### Excerpted text
“As he (Jesus) stepped out on land, a man of the city who had demons met him.”
Make no mistake about it, this is a deployment story that is filled with military overtones if one has just a little background in which to hear and see them.
We tend to get wrapped up in trying to figure out the matter of demon possession and how that might relate to mental illness today, but if you dig into the background of this story a bit I think you’ll recognize some things that feel all too familiar.
Let’s start with where the story unfolds.
Jesus has arrived across the Sea of Galilee in the country of the Gerasene’s, and it is not by accident that he arrives here. No, this is a purposeful move in Luke’s Gospel.
Chapter 8 begins with Jesus breaking down the barriers that are usual and natural.
He gathers women as followers to accompany him, by name. “Mary, called Magdalene, from whom he had cast seven demons. Joanna, the wife of Herod’s steward Chuza, Suzanna and many other who provided for him out of their resources.” So, “flipping the script” on who controls and owns thing in this culture, Jesus and his disciples are dependent upon women instead of women being dependent upon men!
Jesus then tells the parable of the Sower that indicates that the news about the Kingdom of God is going to fall “wherever it will” and the reception will be varied.

### Task set
- A) State whether each of the following statements agrees with the sermon excerpt on Luke 8, answering yes or no and quoting the words of the text that decide it: (i) Jesus arrives in the country of the Gerasenes by accident; (ii) Joanna is named as the wife of Herod's steward Chuza; (iii) the parable of the Sower indicates that the reception of the news about the Kingdom of God will be uniform.
- B) Duplicate the part of the sermon excerpt on Luke 8 that opens with the words containing "Jesus has arrived" and closes with "usual and natural.".
- C) Write the next part of the sermon excerpt on Luke 8, starting after its last sentence.
These rows come from a separate source.

Image object location entries:
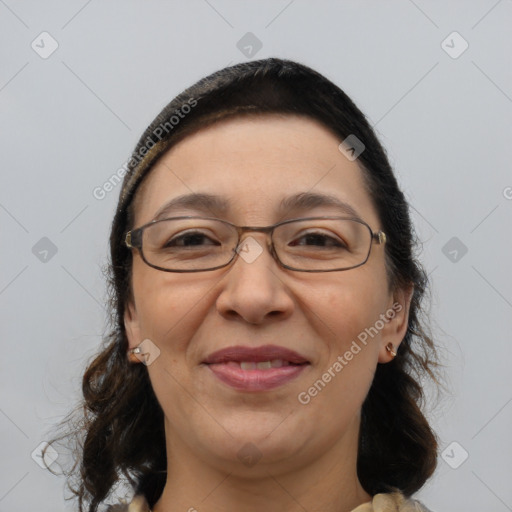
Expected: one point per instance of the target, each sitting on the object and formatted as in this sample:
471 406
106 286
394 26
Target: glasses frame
133 240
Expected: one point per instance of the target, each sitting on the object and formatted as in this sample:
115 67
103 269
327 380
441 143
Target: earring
133 354
391 349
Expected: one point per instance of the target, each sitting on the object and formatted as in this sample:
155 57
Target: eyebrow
219 206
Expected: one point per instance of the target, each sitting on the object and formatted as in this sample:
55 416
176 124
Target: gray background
69 121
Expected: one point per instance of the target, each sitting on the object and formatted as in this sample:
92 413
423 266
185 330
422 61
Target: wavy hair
118 428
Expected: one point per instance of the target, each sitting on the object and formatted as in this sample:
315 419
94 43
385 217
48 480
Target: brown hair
120 432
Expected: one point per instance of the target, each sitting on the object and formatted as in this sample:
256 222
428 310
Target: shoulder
138 504
392 502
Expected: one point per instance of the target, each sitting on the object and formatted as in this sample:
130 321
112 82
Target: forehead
253 164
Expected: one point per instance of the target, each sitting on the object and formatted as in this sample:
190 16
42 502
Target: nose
254 287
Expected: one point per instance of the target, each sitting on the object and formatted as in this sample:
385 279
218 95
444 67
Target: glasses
199 244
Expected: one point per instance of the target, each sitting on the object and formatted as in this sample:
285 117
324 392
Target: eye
319 240
190 239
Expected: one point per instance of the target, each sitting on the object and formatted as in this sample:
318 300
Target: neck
328 482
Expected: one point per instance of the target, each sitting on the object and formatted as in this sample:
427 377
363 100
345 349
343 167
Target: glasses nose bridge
268 230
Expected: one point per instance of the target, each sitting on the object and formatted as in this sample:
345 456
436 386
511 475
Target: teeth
248 366
263 365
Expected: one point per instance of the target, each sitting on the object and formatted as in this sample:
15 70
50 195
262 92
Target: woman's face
253 163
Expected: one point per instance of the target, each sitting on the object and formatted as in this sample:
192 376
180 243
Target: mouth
256 369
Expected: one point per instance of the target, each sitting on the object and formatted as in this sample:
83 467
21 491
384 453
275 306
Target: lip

### The replies
- A)
(i) No: "it is not by accident that he arrives here."
(ii) Yes: "Joanna, the wife of Herod’s steward Chuza"
(iii) No: "the reception will be varied."

- B)
Jesus has arrived across the Sea of Galilee in the country of the Gerasene’s, and it is not by accident that he arrives here. No, this is a purposeful move in Luke’s Gospel.
Chapter 8 begins with Jesus breaking down the barriers that are usual and natural.

- C)
He tells the parable of the lamp and how one does not light a lamp (start something) just to put it under a basket or hide it away, but rather one puts it on a lampstand for all to see. His is a ministry that is going to be noticed, for good or for ill.
Finally, when Jesus own mother and family come to urge him to come home, Jesus gestures to the crowd around him and says, “My mother and brothers are those who hear the word of God and do it!”
You get a sense from all of these parables and comments in the start of the 8th chapter that Jesus is out to engage the world, and his next move is full on deployment to Gentile territory. He gets into a boat and says to his disciples, “Let’s go across the lake.”
This is no pleasure cruise.
In transit a storm ensues, and while Jesus naps in the boat, the disciples become frightened ready to turn back. When the disciples wake Jesus and ask whether or not he cares that they are about to drown, it is not a hasty retreat that Jesus calls for, but rather he stands and stills the storm so that they can sail on.
There is intention in Jesus’ every move here. He has got get to Gerasene territory for something.
And now here it is… “Sandals on the ground.”
As soon as Jesus sets foot on the shore of this Gentile territory he is met with one who is demon possessed, who shouts at him, “What have you to do with me? I beg you not to torment me!”
“Legion” meets Jesus in Gerasene.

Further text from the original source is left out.